● **本文**:
プラネタリーヘルスにおいて人を含む地球の未来に持続可能な食文化を考えるにあたり、食による人と社会、環境へのインパクトを考えるだけでなく、『和食人類学』的視座を持ち、深めることが不可欠だと考えています。
現代の食は、その土地の風土そのものを身体化してきた「食」という営みから変化し、土地と無関係の原料に由来した工業製品としてのハイパープロセスフード(超加工食品)を日常的に口にするようになりました。
私たちの身体の多くは、気づかずに摂取している甘味料や加工でんぷんなどの添加物を通して、北米・南米由来のトウモロコシでできています。
循環と積層を見失った「食」は、人の心身や社会、環境にネガティブな影響を与えています。
私たちそのもののアイデンティティ、生命観を再定義しながら、これから未来にどんな食を紡いでいくかを考えていきたいと思うのです。
本講座では、玉利氏の『和食人類学』的な洞察にプラネタリーヘルス的な視点を交えて広く深く紐解いていきます。
第0回:ガイダンス編アーカイブ動画
縄文時代から現代に紡がれる『和食積層曼荼羅』を読み解きます。
今、日本列島で私たちが食べている多くの食材が、大陸からの渡来であり、日本で生着し、独自に成熟したものです。米、小麦、味噌、などの日常の食材のルーツやルートを辿り、土地の特性や社会的背景の中で独自にアレンジされていく複雑な食文化の成立を踏まえて、今の私たちに帰結します。
第1回:米編アーカイブ動画
令和の米騒動などの社会情勢を踏まえて、緊急開催しました。
糖質制限による米食制限、コメに変わる小麦やコーン由来の糖質の摂取の増加、米の品種改良による性質の変化
など、私たちの米との関わりは、大きく変化しています。現在は、米農家が苦境に立たされ、日本の田園風景に耕作放棄地が増え、ソーラーパネルに置き換わりつつありますが、稲作、水田、米食が担ってきた環境、社会、文化、健康などの多面的な機能の喪失の影響は計り知れません。

● **データ抜粋**:
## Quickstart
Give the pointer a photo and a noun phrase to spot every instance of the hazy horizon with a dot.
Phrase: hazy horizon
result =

● **課題**:
次の(a)〜(c)の記述が本文と合っているかどうか、それぞれ「はい」か「いいえ」で答え、決め手となる本文の語句をそのまま引用してください。
(a) 私たちの身体の多くは、添加物を通して北米・南米由来のトウモロコシでできている。
(b) 第1回の米編は、あらかじめ決まっていた通常の予定どおりに開催された。
(c) 日本列島で私たちが食べている多くの食材は、大陸から渡来したものである。

● **解答**:
(a) はい:「添加物を通して、北米・南米由来のトウモロコシでできています」
(b) いいえ:「令和の米騒動などの社会情勢を踏まえて、緊急開催しました」
(c) はい:「多くの食材が、大陸からの渡来であり」